# Tarefa
Transcreva todas as entradas abaixo sem alterar nenhum caractere e deixe as imagens de fora da resposta.

- - -

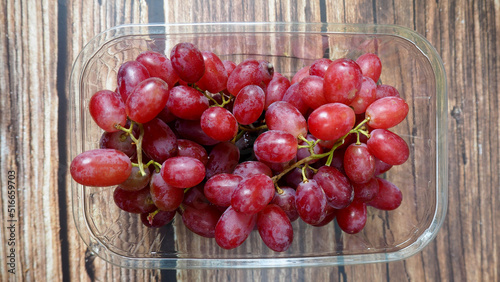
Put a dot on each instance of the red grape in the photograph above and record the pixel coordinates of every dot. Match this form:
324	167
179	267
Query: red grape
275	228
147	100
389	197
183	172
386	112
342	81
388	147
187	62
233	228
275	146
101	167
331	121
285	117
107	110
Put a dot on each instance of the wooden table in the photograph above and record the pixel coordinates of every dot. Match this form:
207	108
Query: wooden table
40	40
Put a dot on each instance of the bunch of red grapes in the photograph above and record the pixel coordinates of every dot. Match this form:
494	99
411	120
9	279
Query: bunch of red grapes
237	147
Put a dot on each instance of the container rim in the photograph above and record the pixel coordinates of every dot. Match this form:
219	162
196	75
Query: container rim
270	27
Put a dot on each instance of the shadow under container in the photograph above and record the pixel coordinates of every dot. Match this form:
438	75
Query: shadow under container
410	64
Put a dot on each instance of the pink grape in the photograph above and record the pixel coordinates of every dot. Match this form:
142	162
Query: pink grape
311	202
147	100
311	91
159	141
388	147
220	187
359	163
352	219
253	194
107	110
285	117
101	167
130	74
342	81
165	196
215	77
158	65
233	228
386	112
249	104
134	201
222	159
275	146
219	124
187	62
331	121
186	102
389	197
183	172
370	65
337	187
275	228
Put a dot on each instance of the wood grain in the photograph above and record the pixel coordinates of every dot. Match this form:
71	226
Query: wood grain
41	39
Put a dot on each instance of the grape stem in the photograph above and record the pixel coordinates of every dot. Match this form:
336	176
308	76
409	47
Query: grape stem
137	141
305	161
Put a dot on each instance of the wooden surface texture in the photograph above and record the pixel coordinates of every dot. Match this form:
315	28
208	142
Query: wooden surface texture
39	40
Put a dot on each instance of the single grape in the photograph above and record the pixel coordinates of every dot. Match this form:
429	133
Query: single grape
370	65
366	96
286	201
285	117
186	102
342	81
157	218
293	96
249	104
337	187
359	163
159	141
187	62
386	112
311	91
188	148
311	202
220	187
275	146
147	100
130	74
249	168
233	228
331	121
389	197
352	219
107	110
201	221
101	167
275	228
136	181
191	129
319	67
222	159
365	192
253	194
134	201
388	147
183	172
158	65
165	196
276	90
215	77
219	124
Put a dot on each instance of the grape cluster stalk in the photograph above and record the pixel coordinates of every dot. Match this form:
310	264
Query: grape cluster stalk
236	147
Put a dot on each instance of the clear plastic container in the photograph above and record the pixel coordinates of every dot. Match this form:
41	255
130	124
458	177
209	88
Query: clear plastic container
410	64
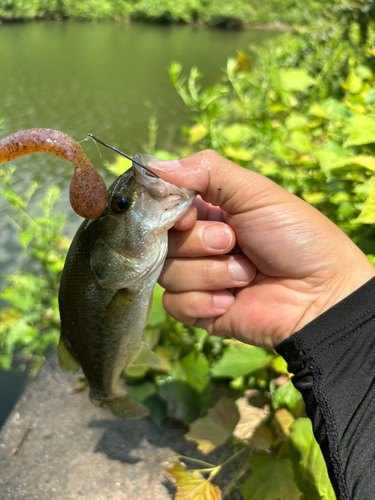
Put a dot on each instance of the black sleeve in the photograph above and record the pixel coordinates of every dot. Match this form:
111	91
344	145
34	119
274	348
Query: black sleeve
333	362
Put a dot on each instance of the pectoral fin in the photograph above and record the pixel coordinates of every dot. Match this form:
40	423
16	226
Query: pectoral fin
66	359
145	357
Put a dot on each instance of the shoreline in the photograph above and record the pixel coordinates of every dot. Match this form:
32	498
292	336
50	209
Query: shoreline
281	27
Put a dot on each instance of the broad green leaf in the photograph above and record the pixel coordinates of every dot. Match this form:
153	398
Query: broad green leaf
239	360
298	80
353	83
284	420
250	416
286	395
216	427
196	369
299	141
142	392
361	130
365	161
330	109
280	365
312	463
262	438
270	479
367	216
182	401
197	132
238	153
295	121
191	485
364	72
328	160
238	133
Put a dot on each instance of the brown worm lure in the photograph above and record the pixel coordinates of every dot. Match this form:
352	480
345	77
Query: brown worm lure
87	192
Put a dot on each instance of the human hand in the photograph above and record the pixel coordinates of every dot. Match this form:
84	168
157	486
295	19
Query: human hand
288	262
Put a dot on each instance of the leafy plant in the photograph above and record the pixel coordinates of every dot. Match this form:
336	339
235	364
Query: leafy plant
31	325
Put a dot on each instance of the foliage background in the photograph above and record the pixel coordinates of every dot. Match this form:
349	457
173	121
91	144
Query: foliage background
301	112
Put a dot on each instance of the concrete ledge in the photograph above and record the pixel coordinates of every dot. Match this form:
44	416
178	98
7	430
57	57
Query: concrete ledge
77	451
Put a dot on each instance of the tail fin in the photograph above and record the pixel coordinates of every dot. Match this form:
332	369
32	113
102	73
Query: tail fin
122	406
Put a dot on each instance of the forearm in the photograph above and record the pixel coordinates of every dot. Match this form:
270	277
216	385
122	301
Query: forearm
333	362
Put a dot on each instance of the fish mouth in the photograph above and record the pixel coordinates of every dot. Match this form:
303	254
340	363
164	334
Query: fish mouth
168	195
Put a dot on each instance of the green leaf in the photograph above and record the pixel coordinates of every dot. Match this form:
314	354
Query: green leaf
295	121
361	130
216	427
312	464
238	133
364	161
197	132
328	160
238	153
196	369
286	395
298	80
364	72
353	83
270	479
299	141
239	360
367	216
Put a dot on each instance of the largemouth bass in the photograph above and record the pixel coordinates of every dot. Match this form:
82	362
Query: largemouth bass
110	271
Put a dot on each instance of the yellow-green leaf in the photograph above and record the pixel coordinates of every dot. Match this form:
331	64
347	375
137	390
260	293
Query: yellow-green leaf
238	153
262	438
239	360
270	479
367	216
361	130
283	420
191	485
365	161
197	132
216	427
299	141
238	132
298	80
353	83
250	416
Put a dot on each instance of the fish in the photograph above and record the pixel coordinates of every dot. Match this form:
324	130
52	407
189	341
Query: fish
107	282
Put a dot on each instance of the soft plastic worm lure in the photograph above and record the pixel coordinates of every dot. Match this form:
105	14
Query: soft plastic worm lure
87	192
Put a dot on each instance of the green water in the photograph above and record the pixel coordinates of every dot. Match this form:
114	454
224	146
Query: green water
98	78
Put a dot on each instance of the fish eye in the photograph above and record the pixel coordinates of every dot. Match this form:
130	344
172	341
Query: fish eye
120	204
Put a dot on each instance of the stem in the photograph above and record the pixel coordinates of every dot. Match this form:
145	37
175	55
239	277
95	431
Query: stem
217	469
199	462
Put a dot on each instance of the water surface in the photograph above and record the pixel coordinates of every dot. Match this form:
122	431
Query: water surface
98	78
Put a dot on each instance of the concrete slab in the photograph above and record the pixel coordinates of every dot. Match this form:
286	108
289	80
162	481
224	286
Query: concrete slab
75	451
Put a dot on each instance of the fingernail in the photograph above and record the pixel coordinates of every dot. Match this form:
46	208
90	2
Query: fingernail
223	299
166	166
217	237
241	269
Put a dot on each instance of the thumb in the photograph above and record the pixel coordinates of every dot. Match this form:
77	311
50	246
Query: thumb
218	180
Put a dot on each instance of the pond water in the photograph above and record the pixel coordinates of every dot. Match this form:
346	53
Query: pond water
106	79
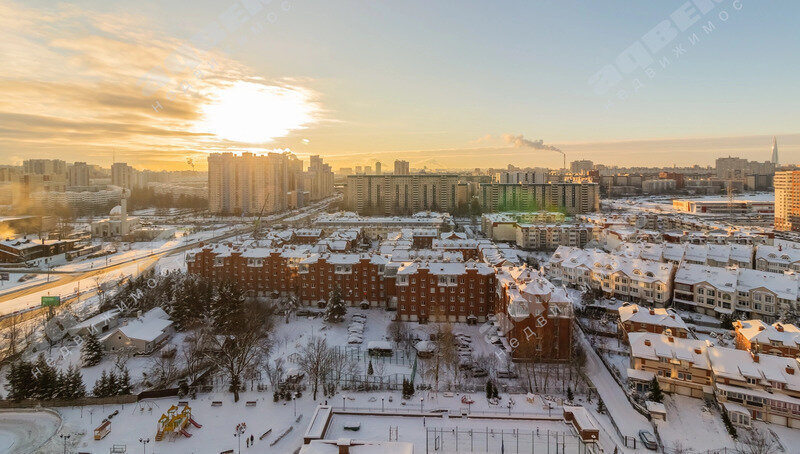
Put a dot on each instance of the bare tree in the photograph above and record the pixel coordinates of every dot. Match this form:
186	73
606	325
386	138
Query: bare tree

- - -

# Resposta
Put a dot on each instance of the red grape in the photograph above and record the pixel coordinates of every dot. Match this form:
324	167
179	267
Query: red grape
275	228
147	100
389	197
183	172
386	112
342	81
388	147
187	62
233	228
275	146
101	167
331	121
285	117
107	110
Put a dot on each instance of the wooden table in the photograph above and record the pixel coordinates of every dot. Match this form:
207	108
Query: wooden table
40	40
Put a dot on each instance of the bunch of red grapes in the photograph above and record the pixel coordinates of every dot. Match this form:
494	99
411	120
9	279
Query: bunch of red grapes
237	147
Put a dot on each instance of the container rim in the photograph above and record the pixel coordinates of every dot. Match this form:
219	162
196	75
Query: container rim
270	27
Put a dot on each instance of the shadow under container in the photograph above and record the pixel coordinates of every dot. Match this form:
438	75
Query: shadow under container
410	64
Put a dot on each instance of the pink grape in the photograph above and record the pixel coordinates of every dot. Match this form:
142	162
Query: pink grape
311	202
147	100
311	91
159	141
388	147
220	187
359	163
352	219
253	194
107	110
285	117
101	167
130	74
342	81
165	196
215	77
158	65
233	228
386	112
249	104
134	201
222	159
275	146
219	124
187	62
331	121
186	102
389	197
183	172
370	65
337	187
275	228
Put a dot on each instance of the wood grain in the photograph above and record the pixel coordinates of every dot. Match this form:
71	226
Query: wood grain
41	39
Put a dot on each instance of the grape stem in the photograph above and record the pixel coordinates of every dot. Match this form:
336	176
308	76
409	47
Query: grape stem
137	141
305	161
Put a dot on each instance of the wooden surface texture in the photograph above and record the pixel coordinates of every dot. Match this form:
315	28
208	142
Query: wooden surface texture
39	40
Put a dot on each instance of the single grape in the photograph above and record the pixel coordinates of every dot. Match this form:
429	133
Query: single grape
370	65
366	96
286	201
285	117
186	102
342	81
157	218
293	96
249	104
337	187
359	163
159	141
187	62
386	112
311	91
188	148
311	202
220	187
275	146
147	100
130	74
249	168
233	228
331	121
389	197
352	219
107	110
201	221
101	167
275	228
136	181
191	129
319	67
222	159
365	192
253	194
134	201
388	147
183	172
158	65
165	196
276	90
215	77
219	124
Put a dot on each instance of the grape cluster stalk in the photograph above and record the pixel coordinates of every dot. Match this form:
310	264
Query: grape cluster stalk
236	147
Put a dot on each instance of the clear plastic container in the photograph above and record the pixel coordinates of every dot. Match this form:
41	255
130	124
458	177
209	88
Query: clear plastic container
410	64
Put a dot on each instance of the black sleeve in the photograph above and record the pixel coordinates of every dot. Match this form:
111	91
344	145
34	119
274	348
Query: black sleeve
333	362
Put a dot on each instance of the pectoral fin in the photograph above and record the pixel coordinates of every dot. Match this form:
40	423
16	226
Query: pectoral fin
66	359
145	357
Put a dot on each instance of the shoreline in the photograph above and record the pixel coordinates of every dot. Match this form:
32	498
292	336
50	209
Query: shoreline
281	27
Put a dot on each instance of the broad green leaf in the photograph above and record the pixel coordinates of every dot. Match this form:
153	398
Query: broad green leaf
239	360
298	80
353	83
284	420
250	416
286	395
216	427
196	369
299	141
142	392
361	130
365	161
330	109
280	365
312	463
262	438
270	479
367	216
182	401
197	132
238	153
295	121
191	485
364	72
328	160
238	133
Put a dot on each instance of the brown worm lure in the photograph above and record the pixel coordinates of every dot. Match this form:
352	480
345	77
Query: brown worm lure
87	192
Put a dot on each instance of the human hand in the photograph above and record the pixel coordinates of every dot. Match this form:
84	168
157	486
295	19
Query: human hand
288	262
Put a dot on each instance of the leafy plant in the photograph above and record the pixel coordinates of every dot. Match this form:
336	339
235	364
Query: leafy plant
31	325
Put a dot on each instance of the foliage background in the photograph above and record the pixel coordinates of every dot. Match this form:
349	457
173	121
91	144
Query: foliage background
301	112
Put a dot on each instance of the concrete ledge in the photograph above and record the pixel coordinates of every dot. Match this form:
44	416
178	98
7	430
57	57
Query: concrete ledge
77	451
Put a dot on each instance of the tail fin in the photograph above and record the pixel coordinates of every dot. Match this form:
332	369
32	113
102	73
Query: tail fin
122	406
Put a dot on each instance of the forearm in the photograph above and record the pixel coordinates of every dot. Match this form:
270	277
216	385
122	301
Query: forearm
333	362
Put a dot on each instance of the fish mouth in the photograph above and record the pixel coordinates of every dot. Match this form:
303	254
340	363
164	334
Query: fish mouth
168	195
Put a dot on each instance of the green leaf in the photograph above and record the pixel coordinates of every dot. Match this form:
314	354
Query: green leaf
295	121
361	130
216	427
312	464
238	133
364	161
197	132
328	160
238	153
196	369
286	395
298	80
364	72
353	83
270	479
299	141
239	360
367	216
Put a dot on each instance of the largemouth bass in the photograph above and record the pixel coordinates of every dot. Match this form:
82	362
Query: largemouth bass
110	271
Put a dot on each instance of the yellow-green leaf in the photograph above and record the pixel coordinates of every dot. Match this form:
331	64
347	375
137	390
260	293
Query: yellow-green leaf
238	153
262	438
239	360
270	479
367	216
361	130
283	420
191	485
365	161
197	132
216	427
299	141
238	132
298	80
353	83
250	416
Put a dot on each instance of the fish in the photograph above and record the pixel coordinates of every dot. Match this form:
324	130
52	407
189	341
Query: fish
107	282
Put a dot on each instance of the soft plastic worm lure in the photograph above and record the pixel coordinates of every dot. Match this form:
105	14
Query: soft plastic worm lure
87	192
Put a dot on each instance of the green water in the photograph above and record the pixel coordinates of every dot. Match this form:
114	454
224	146
Query: green water
98	78
Put a dot on each instance of the fish eye in the photograph above and record the pixel coordinates of every dot. Match this form:
130	344
172	341
Query: fish eye
120	204
Put a dot on each instance of the stem in the photograph above and record the pixel coordinates of every dot. Match this form:
145	37
175	55
239	277
95	431
Query: stem
217	469
199	462
Put a dot on each instance of the water surface in the photograph above and record the pixel coordinates of every dot. Match this form:
122	431
Query: water surface
98	78
Put a dot on each instance of the concrete slab in the photograph above and record the pixel coordinates of every dot. Match this form:
286	108
289	80
162	481
224	286
Query: concrete slab
75	451
Put a dot on each instance of the fingernail in the photograph above and record the pixel coordinates of every dot. Match this form:
46	208
90	2
Query: fingernail
223	299
166	166
217	237
241	269
Put a dot on each instance of the thumb in the photograph above and record the pixel coordinates of every dot. Match this form:
77	311
50	246
Query: thumb
218	180
Put a dot on each instance of the pond water in the photograph above and record the pixel coordinates of every dot. Match this form:
346	53
Query: pond water
106	79
Put a dot on each instance of the bare tree in the photograph above and record the pixel coordinates of every dot. Match this form:
186	73
606	325
386	138
Query: bare tree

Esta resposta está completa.